#### [APPLY WHAT YOU READ]
A. Rewrite the job posting starting with "Founded by voice" and going on through "speaks and when.", replacing "HuggingFace" with "Hugging Face".
B. List every application that the job posting says pyannoteAI powers.

#### [EXERCISE PASSAGE]
__________

ML Engineer - Full-Time

Role: Machine Learning Engineer (Rust / Python / Voice AI)

Location: Paris

Job type: Full-time

Work setup: 2-3 days remote per week

Start: ASAP

Job offer

About pyannoteAI

pyannoteAI is pioneering Speaker Intelligence AI, transforming how AI processes and understands spoken language. Our speaker diarization technology distinguishes speakers with unmatched precision, regardless of the spoken language, making AI understand not just what is said, but who said it and when.

Founded by voice AI experts with 10+ years in the industry (ex-CNRS research scientists), we've built the 9th most downloaded open-source model on HuggingFace with 52 million monthly downloads and over 140,000 users worldwide. After raising €8M from leading international VCs (Crane Venture Partners, Serena, and angels from HuggingFace and OpenAI), we're now scaling our enterprise platform.

From meeting transcription and call center analytics to video dubbing and voice agents, pyannoteAI powers the next generation of voice-enabled applications across industries that depend on understanding who speaks and when.

Your role

As a Machine Learning Engineer at pyannoteAI, you'll bridge cutting-edge research and production systems, transforming state-of-the-art speaker diarization models into scalable, real-time voice processing infrastructure. Working directly with our research scientists and within the Tech team, you'll write production code in Python and Rust, optimize for low-latency inference, and build the ML infrastructure that powers the leading diarization model in the VoiceAI space.

You'll:

Design, implement and deploy ML models, particularly in the Audio/Voice AI domain (e.g., speaker diarization, speech separation, speech recognition, etc).

Develop products/services in Rust/Python to support model training and inference in both streaming and batch pipelines.

Work with ML frameworks like PyTorch / ONNX

Build and maintain containerized environments (using Docker) for model training/inference, testing, and CI/CD pipelines.

Implement CI/CD workflows (model build/test/deploy), monitor model performance in production, troubleshoot inference/pipeline issues.

Optimize inference performance (latency, throughput, resource usage) especially for voice real-time systems.

Collaborate with researchers, software engineers, DevOps/MLOps teams, product teams to integrate the ML models into production services.

Maintain documentation of model architectures, data pipelines, deployment workflows, tests, and serve as a bridge between research/prototype and production.

Keep up with latest developments in Voice AI, model optimization (e.g., quantization, ONNX runtime, edge/embedded inference) and propose improvements.

What makes this role unique: You'll work at the intersection of groundbreaking AI research and real-world production, collaborating directly with ex-CNRS voice AI pioneers. Unlike typical ML roles, you'll leverage both Python for ML workflows and Rust for performance-critical systems—rare exposure to the full stack from training to deployment. With 140K+ developers using our technology, your optimizations will have immediate impact on one of the fastest-growing voice AI platforms globally.

__________

Stored items:
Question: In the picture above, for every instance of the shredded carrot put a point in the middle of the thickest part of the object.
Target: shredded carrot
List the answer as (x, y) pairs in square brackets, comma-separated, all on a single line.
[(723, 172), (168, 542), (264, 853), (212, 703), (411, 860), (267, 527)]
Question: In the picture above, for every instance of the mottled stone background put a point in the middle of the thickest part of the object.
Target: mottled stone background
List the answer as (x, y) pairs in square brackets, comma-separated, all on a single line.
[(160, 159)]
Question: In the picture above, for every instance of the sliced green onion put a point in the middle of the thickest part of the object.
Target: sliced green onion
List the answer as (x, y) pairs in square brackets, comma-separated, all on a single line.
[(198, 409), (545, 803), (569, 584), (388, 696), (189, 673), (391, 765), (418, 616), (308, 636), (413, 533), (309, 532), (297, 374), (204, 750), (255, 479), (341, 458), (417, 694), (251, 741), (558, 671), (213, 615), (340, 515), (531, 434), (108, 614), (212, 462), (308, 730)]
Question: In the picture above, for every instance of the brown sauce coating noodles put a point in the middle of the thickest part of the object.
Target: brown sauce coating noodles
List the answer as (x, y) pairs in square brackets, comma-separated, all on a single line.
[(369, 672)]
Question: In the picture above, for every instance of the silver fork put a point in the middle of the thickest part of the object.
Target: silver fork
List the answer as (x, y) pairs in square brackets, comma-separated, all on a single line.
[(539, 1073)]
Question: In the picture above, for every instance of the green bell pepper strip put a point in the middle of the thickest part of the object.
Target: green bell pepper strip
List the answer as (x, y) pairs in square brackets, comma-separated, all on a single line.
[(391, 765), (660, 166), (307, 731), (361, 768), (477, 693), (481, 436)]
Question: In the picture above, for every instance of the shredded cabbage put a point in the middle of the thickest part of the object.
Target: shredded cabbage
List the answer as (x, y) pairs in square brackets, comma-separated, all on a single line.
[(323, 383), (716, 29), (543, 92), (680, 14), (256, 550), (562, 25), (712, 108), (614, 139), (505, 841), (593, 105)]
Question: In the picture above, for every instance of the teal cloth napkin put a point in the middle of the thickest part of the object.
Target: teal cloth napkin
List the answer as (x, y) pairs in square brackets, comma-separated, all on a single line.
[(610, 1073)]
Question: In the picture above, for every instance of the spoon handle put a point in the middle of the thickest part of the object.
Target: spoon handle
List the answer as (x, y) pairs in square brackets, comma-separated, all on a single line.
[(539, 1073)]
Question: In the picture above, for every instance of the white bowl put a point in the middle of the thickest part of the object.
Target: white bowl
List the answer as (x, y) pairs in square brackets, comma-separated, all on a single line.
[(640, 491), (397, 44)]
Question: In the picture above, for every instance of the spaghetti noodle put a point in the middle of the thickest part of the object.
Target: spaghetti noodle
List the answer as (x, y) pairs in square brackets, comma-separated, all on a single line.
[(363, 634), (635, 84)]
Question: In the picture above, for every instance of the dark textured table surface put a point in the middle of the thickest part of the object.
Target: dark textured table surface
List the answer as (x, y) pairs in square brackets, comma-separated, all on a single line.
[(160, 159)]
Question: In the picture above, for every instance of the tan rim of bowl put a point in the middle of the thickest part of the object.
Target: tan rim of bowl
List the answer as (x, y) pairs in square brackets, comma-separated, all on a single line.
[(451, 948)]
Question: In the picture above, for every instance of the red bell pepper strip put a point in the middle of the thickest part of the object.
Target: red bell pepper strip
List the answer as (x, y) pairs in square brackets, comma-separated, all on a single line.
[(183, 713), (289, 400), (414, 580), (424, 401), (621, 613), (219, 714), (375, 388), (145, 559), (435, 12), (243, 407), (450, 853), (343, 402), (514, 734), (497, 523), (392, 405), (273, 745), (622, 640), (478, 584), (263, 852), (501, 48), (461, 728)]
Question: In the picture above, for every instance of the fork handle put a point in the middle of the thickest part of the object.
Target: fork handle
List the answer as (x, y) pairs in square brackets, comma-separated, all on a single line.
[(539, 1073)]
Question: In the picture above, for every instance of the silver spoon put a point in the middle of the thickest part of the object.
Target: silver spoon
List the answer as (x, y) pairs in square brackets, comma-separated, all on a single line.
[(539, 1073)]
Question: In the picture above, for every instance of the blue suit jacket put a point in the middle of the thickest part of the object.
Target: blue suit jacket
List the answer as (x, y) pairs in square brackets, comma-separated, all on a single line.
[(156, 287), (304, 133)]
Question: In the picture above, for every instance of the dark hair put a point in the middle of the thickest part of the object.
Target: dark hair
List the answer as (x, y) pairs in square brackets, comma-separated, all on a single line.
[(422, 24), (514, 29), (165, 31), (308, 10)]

__________

#### [SOLUTIONS TO THE TASKS]
A.
Founded by voice AI experts with 10+ years in the industry (ex-CNRS research scientists), we've built the 9th most downloaded open-source model on Hugging Face with 52 million monthly downloads and over 140,000 users worldwide. After raising €8M from leading international VCs (Crane Venture Partners, Serena, and angels from Hugging Face and OpenAI), we're now scaling our enterprise platform.

From meeting transcription and call center analytics to video dubbing and voice agents, pyannoteAI powers the next generation of voice-enabled applications across industries that depend on understanding who speaks and when.

B.
meeting transcription
call center analytics
video dubbing
voice agents